Within the entries below, how many lines carry the word "desk"? State the number and stop.

= = = =

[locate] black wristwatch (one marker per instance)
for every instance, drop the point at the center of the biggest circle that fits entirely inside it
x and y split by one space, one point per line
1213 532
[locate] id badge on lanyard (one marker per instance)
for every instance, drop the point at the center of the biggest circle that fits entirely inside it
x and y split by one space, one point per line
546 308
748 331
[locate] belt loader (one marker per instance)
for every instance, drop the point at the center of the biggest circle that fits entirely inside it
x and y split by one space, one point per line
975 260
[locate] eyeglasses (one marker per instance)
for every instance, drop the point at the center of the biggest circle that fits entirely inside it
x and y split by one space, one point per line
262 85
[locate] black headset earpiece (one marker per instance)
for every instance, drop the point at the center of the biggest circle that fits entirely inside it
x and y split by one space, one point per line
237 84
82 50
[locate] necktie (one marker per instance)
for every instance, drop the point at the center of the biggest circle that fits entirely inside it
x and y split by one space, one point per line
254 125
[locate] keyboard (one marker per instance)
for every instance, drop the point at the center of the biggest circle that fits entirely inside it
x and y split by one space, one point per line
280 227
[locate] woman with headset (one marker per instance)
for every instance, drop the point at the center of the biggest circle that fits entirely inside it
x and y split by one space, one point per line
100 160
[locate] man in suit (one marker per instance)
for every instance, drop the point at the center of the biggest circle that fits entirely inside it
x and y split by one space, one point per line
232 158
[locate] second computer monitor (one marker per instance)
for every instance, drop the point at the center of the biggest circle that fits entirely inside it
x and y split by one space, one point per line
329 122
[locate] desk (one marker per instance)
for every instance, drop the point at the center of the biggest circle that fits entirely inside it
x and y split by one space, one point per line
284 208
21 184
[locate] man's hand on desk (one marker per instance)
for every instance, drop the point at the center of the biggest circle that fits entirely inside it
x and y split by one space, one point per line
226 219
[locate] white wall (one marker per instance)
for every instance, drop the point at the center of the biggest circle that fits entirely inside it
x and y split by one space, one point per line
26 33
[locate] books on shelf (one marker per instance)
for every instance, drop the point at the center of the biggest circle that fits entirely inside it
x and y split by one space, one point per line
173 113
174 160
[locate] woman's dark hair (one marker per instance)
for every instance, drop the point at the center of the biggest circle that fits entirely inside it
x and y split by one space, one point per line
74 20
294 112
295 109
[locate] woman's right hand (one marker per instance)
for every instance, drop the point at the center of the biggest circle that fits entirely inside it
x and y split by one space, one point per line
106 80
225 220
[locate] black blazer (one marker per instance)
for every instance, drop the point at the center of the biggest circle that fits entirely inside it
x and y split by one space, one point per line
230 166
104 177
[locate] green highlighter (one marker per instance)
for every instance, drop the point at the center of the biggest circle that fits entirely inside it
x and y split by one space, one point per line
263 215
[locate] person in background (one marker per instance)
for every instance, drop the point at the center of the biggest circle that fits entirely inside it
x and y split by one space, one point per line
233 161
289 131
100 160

= = = =

* _Exercise solution_: 2